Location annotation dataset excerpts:

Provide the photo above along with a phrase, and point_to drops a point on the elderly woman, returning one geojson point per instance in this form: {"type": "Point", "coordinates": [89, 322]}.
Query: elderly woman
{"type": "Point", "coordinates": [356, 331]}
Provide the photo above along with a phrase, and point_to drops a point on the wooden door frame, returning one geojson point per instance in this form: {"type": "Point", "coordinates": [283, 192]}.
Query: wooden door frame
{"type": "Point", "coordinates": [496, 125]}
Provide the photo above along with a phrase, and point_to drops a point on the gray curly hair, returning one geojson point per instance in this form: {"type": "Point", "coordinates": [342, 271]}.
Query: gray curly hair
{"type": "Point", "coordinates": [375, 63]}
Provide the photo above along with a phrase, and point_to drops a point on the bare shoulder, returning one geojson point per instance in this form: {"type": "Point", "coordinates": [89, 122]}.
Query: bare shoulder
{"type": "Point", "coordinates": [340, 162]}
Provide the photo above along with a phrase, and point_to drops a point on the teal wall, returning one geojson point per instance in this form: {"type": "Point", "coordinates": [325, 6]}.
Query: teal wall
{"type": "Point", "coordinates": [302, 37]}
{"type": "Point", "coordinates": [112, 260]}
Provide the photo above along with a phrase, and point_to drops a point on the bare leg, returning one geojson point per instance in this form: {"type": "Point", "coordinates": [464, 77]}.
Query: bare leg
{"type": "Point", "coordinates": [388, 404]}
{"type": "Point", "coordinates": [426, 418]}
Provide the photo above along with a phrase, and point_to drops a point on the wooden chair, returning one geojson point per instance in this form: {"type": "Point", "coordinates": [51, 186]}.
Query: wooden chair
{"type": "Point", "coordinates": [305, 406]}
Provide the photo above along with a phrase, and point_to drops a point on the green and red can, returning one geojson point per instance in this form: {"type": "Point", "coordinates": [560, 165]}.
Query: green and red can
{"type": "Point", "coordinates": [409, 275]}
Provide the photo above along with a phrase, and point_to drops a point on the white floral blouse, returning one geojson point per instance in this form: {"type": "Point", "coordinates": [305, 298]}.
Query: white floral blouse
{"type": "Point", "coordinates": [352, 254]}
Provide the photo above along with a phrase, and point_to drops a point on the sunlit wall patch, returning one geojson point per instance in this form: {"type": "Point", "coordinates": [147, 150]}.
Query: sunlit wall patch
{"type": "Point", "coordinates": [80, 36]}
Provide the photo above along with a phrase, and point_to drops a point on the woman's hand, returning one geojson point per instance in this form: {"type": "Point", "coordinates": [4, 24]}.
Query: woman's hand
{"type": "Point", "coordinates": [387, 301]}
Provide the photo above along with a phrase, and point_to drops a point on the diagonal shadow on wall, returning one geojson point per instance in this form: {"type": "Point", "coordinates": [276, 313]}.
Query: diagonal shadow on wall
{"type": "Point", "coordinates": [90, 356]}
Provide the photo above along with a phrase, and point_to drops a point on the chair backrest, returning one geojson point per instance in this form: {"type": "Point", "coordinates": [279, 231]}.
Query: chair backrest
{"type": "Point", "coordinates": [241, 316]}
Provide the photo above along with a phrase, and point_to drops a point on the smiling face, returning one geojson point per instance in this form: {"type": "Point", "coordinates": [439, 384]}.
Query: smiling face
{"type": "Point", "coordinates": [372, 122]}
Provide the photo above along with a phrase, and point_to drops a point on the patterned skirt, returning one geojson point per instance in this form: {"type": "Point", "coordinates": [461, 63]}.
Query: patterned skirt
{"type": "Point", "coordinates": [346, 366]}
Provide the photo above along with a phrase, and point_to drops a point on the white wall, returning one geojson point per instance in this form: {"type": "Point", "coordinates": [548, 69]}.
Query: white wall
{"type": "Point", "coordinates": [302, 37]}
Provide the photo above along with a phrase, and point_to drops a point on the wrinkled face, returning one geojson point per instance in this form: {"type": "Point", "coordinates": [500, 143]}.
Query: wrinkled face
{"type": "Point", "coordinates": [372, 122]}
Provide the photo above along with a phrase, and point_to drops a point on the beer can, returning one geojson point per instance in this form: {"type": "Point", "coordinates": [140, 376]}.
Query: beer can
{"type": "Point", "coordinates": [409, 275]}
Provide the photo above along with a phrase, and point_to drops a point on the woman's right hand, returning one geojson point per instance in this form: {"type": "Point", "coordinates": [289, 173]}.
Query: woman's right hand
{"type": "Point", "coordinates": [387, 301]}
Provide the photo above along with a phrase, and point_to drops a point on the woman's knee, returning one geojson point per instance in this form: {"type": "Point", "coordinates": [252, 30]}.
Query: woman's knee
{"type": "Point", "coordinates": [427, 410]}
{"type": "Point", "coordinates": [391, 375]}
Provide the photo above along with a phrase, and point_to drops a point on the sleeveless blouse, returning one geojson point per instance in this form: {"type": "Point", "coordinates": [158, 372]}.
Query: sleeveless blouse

* What to produce
Reproduce the material above without altering a single character.

* Expected answer
Provide the photo above along with a phrase, and point_to drops a point on the elderly woman, returning one geojson point per instance in this form: {"type": "Point", "coordinates": [89, 322]}.
Query: elderly woman
{"type": "Point", "coordinates": [356, 331]}
Provide the photo above along with a phrase, and point_to drops a point on the wooden door frame, returning one geojson point per instance in this form: {"type": "Point", "coordinates": [283, 192]}.
Query: wooden door frame
{"type": "Point", "coordinates": [496, 125]}
Provide the photo above along with a phrase, and point_to drops a point on the gray curly hair, returning one geojson point per instance in this form: {"type": "Point", "coordinates": [342, 271]}.
Query: gray curly hair
{"type": "Point", "coordinates": [375, 63]}
Provide the photo above along with a phrase, and point_to drops a point on the bare shoulder, returning one geojson point per instance in this form: {"type": "Point", "coordinates": [89, 122]}.
Query: bare shoulder
{"type": "Point", "coordinates": [340, 162]}
Provide the photo above along with a phrase, and point_to drops a point on the teal wall, returning one geojson point per instance in this form: {"type": "Point", "coordinates": [325, 6]}.
Query: teal wall
{"type": "Point", "coordinates": [302, 37]}
{"type": "Point", "coordinates": [112, 260]}
Provide the photo above along with a phrase, and point_to drops a point on the bare leg, returning one geojson point per instance in this form: {"type": "Point", "coordinates": [464, 77]}.
Query: bare leg
{"type": "Point", "coordinates": [388, 404]}
{"type": "Point", "coordinates": [426, 418]}
Provide the photo above along with a phrase, and point_to drops a point on the wooden chair, returning one geojson point per instance in this form: {"type": "Point", "coordinates": [51, 186]}.
Query: wooden chair
{"type": "Point", "coordinates": [305, 406]}
Provide the photo above along with a phrase, and point_to drops a point on the green and red can, returning one geojson point per instance in this form: {"type": "Point", "coordinates": [560, 165]}.
Query: green and red can
{"type": "Point", "coordinates": [409, 275]}
Provide the photo above along with a phrase, and point_to drops a point on the white floral blouse, returning one geojson point per instance in this form: {"type": "Point", "coordinates": [305, 298]}.
Query: white floral blouse
{"type": "Point", "coordinates": [352, 254]}
Provide the photo above along with a phrase, and point_to drops a point on the sunlit wall patch, returning one geojson point per instance in this form: {"type": "Point", "coordinates": [147, 150]}.
Query: sunlit wall patch
{"type": "Point", "coordinates": [80, 36]}
Provide the photo above along with a phrase, and point_to drops a point on the woman's hand, returning one geojson point per instance in this form: {"type": "Point", "coordinates": [4, 24]}.
Query: woman's hand
{"type": "Point", "coordinates": [387, 301]}
Provide the photo above along with a phrase, and point_to drops a point on the diagonal shadow on wall, returning one geojson point per instance in this form: {"type": "Point", "coordinates": [276, 313]}.
Query: diagonal shadow on wall
{"type": "Point", "coordinates": [90, 356]}
Provide the photo above along with a phrase, and point_to drops a point on the chair backrest, returning one geojson point per instance in this form: {"type": "Point", "coordinates": [279, 231]}.
Query: chair backrest
{"type": "Point", "coordinates": [241, 316]}
Provide the photo above along with a phrase, and point_to drops a point on the smiling face, returning one geojson point per instance in this form: {"type": "Point", "coordinates": [439, 384]}.
Query: smiling face
{"type": "Point", "coordinates": [372, 122]}
Provide the photo above along with a phrase, and point_to drops a point on the patterned skirt, returning one geojson point per instance in this form: {"type": "Point", "coordinates": [461, 63]}.
Query: patterned skirt
{"type": "Point", "coordinates": [346, 366]}
Provide the photo above along with a phrase, and point_to drops a point on the white wall, returning one geojson point per instance in this form: {"type": "Point", "coordinates": [548, 69]}.
Query: white wall
{"type": "Point", "coordinates": [302, 37]}
Provide the photo above along with a phrase, and point_to drops a point on the wrinkled face, returning one geojson point per instance in this form: {"type": "Point", "coordinates": [500, 143]}.
Query: wrinkled face
{"type": "Point", "coordinates": [372, 122]}
Provide the photo above along with a phrase, and point_to drops a point on the beer can, returning one geojson point per instance in this form: {"type": "Point", "coordinates": [140, 376]}.
Query: beer can
{"type": "Point", "coordinates": [409, 275]}
Provide the photo above along with a phrase, and point_to drops a point on the woman's right hand, returning one geojson point per instance in this form: {"type": "Point", "coordinates": [289, 173]}.
Query: woman's right hand
{"type": "Point", "coordinates": [387, 301]}
Provide the photo above along with a phrase, and point_to drops a point on the woman's knee, returning one geojson point per instance in this form: {"type": "Point", "coordinates": [252, 30]}.
Query: woman's knee
{"type": "Point", "coordinates": [427, 410]}
{"type": "Point", "coordinates": [391, 375]}
Provide the photo above along with a phrase, and point_to drops a point on the sleeveless blouse, returning one geojson point per instance in this form: {"type": "Point", "coordinates": [158, 372]}.
Query: sleeveless blouse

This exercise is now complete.